TASK BRIEF: Show every line of the records below that contains the word "ocean".

DATA SUPPLIED:

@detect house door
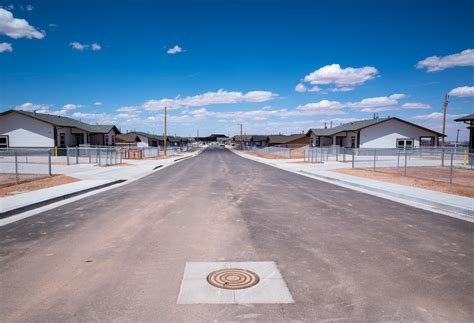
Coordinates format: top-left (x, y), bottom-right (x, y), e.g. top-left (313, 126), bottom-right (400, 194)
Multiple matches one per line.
top-left (397, 138), bottom-right (413, 150)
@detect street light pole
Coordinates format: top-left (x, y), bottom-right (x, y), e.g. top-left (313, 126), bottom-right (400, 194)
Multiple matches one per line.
top-left (163, 107), bottom-right (166, 156)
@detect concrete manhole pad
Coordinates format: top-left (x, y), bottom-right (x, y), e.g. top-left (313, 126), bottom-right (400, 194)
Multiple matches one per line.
top-left (177, 261), bottom-right (294, 304)
top-left (207, 268), bottom-right (260, 289)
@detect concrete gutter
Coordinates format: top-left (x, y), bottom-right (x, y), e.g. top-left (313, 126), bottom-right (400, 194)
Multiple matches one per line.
top-left (230, 149), bottom-right (474, 222)
top-left (0, 179), bottom-right (126, 219)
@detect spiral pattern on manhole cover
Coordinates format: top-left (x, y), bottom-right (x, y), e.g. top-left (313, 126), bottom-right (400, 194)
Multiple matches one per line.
top-left (207, 268), bottom-right (260, 289)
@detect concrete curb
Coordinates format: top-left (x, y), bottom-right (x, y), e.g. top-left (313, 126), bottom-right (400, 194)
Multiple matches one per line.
top-left (299, 170), bottom-right (474, 220)
top-left (0, 179), bottom-right (126, 219)
top-left (230, 149), bottom-right (474, 222)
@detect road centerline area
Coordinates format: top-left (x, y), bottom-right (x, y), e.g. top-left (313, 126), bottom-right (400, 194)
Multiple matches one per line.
top-left (0, 147), bottom-right (474, 321)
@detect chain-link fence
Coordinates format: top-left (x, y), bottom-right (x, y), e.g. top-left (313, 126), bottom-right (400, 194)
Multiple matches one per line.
top-left (0, 149), bottom-right (52, 187)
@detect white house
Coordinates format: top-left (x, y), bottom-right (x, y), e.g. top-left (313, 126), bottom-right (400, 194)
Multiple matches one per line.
top-left (307, 117), bottom-right (443, 149)
top-left (0, 110), bottom-right (120, 148)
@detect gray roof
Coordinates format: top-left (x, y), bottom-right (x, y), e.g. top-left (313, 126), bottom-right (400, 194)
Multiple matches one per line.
top-left (250, 135), bottom-right (268, 141)
top-left (2, 110), bottom-right (120, 133)
top-left (308, 117), bottom-right (443, 137)
top-left (454, 114), bottom-right (474, 121)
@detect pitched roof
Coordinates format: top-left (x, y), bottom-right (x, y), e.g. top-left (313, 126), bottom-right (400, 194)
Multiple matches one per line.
top-left (115, 133), bottom-right (141, 143)
top-left (268, 134), bottom-right (306, 144)
top-left (250, 135), bottom-right (268, 141)
top-left (308, 117), bottom-right (443, 137)
top-left (454, 114), bottom-right (474, 122)
top-left (2, 110), bottom-right (120, 133)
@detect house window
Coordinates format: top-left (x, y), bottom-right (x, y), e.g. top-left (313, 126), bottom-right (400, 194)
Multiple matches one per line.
top-left (397, 138), bottom-right (413, 149)
top-left (59, 132), bottom-right (66, 147)
top-left (0, 136), bottom-right (8, 148)
top-left (314, 136), bottom-right (319, 147)
top-left (420, 137), bottom-right (434, 147)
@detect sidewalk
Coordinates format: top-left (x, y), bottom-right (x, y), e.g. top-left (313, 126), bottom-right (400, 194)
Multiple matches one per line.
top-left (231, 149), bottom-right (474, 222)
top-left (0, 151), bottom-right (200, 226)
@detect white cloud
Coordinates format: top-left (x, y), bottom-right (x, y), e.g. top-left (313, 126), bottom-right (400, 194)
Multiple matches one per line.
top-left (449, 86), bottom-right (474, 97)
top-left (91, 43), bottom-right (102, 51)
top-left (330, 86), bottom-right (354, 92)
top-left (295, 83), bottom-right (321, 93)
top-left (0, 43), bottom-right (13, 53)
top-left (166, 45), bottom-right (185, 55)
top-left (69, 41), bottom-right (102, 52)
top-left (304, 64), bottom-right (378, 87)
top-left (402, 102), bottom-right (431, 110)
top-left (346, 96), bottom-right (398, 109)
top-left (15, 102), bottom-right (49, 113)
top-left (143, 89), bottom-right (278, 110)
top-left (296, 100), bottom-right (344, 114)
top-left (0, 8), bottom-right (45, 39)
top-left (416, 49), bottom-right (474, 72)
top-left (117, 106), bottom-right (138, 112)
top-left (61, 103), bottom-right (82, 112)
top-left (388, 93), bottom-right (406, 100)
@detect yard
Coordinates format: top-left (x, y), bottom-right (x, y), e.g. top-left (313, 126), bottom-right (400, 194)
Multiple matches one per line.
top-left (332, 167), bottom-right (474, 197)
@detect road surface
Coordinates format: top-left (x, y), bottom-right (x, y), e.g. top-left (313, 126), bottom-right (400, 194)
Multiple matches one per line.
top-left (0, 148), bottom-right (474, 322)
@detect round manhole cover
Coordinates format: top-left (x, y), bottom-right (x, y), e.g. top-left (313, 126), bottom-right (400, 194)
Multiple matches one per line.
top-left (207, 268), bottom-right (260, 289)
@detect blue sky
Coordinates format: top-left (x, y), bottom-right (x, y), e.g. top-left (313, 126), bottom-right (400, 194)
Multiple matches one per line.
top-left (0, 0), bottom-right (474, 140)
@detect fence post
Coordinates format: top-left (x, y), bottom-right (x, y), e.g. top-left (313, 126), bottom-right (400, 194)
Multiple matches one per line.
top-left (374, 149), bottom-right (377, 172)
top-left (441, 147), bottom-right (444, 167)
top-left (48, 149), bottom-right (52, 176)
top-left (350, 149), bottom-right (355, 168)
top-left (449, 153), bottom-right (454, 184)
top-left (405, 149), bottom-right (408, 176)
top-left (15, 150), bottom-right (20, 184)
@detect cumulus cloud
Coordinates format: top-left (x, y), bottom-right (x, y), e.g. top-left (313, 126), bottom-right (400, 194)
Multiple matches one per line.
top-left (143, 89), bottom-right (278, 110)
top-left (69, 41), bottom-right (102, 52)
top-left (295, 83), bottom-right (321, 93)
top-left (412, 112), bottom-right (462, 121)
top-left (303, 64), bottom-right (379, 90)
top-left (166, 45), bottom-right (185, 55)
top-left (0, 43), bottom-right (13, 53)
top-left (449, 86), bottom-right (474, 97)
top-left (346, 96), bottom-right (398, 110)
top-left (0, 8), bottom-right (45, 39)
top-left (416, 49), bottom-right (474, 72)
top-left (402, 102), bottom-right (431, 110)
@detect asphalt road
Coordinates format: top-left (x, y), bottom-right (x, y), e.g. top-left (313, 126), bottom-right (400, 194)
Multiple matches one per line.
top-left (0, 149), bottom-right (474, 322)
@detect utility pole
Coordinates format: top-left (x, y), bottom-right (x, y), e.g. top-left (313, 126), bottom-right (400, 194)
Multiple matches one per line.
top-left (441, 95), bottom-right (448, 146)
top-left (163, 107), bottom-right (166, 156)
top-left (240, 124), bottom-right (244, 150)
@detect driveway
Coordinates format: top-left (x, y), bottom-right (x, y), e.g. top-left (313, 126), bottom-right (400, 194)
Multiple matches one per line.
top-left (0, 148), bottom-right (474, 322)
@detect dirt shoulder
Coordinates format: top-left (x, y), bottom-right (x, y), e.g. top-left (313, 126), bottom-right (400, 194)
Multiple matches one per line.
top-left (0, 175), bottom-right (80, 197)
top-left (331, 167), bottom-right (474, 197)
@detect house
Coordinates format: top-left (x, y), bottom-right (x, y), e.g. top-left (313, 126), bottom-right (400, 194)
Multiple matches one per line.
top-left (0, 110), bottom-right (120, 148)
top-left (307, 117), bottom-right (443, 149)
top-left (115, 133), bottom-right (143, 147)
top-left (454, 114), bottom-right (474, 153)
top-left (250, 135), bottom-right (268, 148)
top-left (267, 134), bottom-right (309, 147)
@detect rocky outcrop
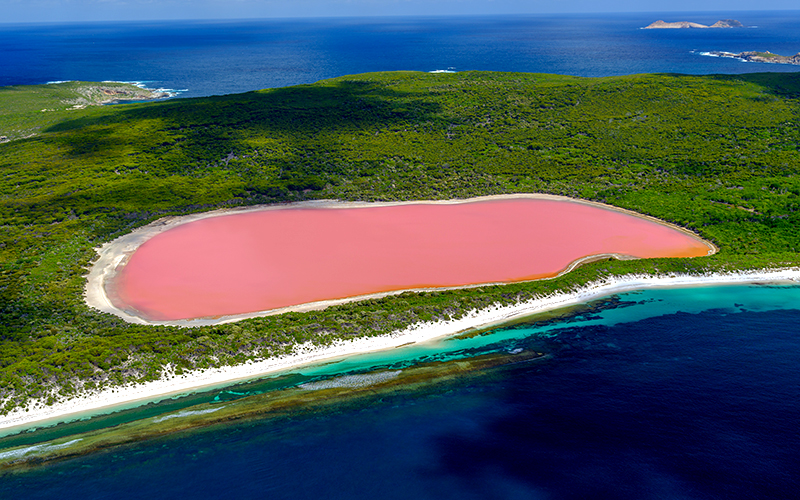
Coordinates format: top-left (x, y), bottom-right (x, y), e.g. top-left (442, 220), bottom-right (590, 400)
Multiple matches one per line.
top-left (710, 19), bottom-right (744, 28)
top-left (708, 51), bottom-right (800, 65)
top-left (644, 19), bottom-right (744, 30)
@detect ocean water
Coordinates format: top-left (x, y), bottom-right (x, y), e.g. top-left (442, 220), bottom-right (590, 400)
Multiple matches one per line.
top-left (0, 286), bottom-right (800, 500)
top-left (0, 12), bottom-right (800, 500)
top-left (0, 11), bottom-right (800, 97)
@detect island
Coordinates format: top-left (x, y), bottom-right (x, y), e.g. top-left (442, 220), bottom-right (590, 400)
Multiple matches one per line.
top-left (642, 19), bottom-right (744, 30)
top-left (0, 71), bottom-right (800, 442)
top-left (703, 50), bottom-right (800, 64)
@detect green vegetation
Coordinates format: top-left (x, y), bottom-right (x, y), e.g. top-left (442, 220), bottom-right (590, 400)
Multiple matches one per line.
top-left (0, 72), bottom-right (800, 412)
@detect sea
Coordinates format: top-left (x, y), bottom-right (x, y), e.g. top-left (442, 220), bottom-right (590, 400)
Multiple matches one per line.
top-left (0, 11), bottom-right (800, 500)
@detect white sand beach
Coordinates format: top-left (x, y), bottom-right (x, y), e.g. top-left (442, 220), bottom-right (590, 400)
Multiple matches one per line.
top-left (84, 193), bottom-right (718, 327)
top-left (0, 268), bottom-right (800, 429)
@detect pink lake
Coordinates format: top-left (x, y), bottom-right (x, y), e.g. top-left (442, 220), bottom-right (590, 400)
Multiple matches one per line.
top-left (109, 198), bottom-right (710, 321)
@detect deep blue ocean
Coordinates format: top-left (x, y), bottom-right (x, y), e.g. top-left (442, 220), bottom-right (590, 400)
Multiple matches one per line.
top-left (0, 10), bottom-right (800, 97)
top-left (0, 11), bottom-right (800, 500)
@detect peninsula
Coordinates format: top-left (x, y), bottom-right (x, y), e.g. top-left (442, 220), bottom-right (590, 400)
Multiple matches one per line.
top-left (0, 71), bottom-right (800, 426)
top-left (703, 51), bottom-right (800, 64)
top-left (643, 19), bottom-right (744, 30)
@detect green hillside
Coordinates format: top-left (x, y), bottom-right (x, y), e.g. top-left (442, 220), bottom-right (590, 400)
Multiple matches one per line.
top-left (0, 72), bottom-right (800, 411)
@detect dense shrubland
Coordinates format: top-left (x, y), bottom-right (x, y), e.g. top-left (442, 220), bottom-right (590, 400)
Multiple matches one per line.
top-left (0, 73), bottom-right (800, 411)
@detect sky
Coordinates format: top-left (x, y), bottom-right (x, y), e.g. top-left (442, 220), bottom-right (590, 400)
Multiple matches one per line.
top-left (0, 0), bottom-right (800, 24)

WRITTEN ANSWER:
@detect ocean water
@detect deep blue ocean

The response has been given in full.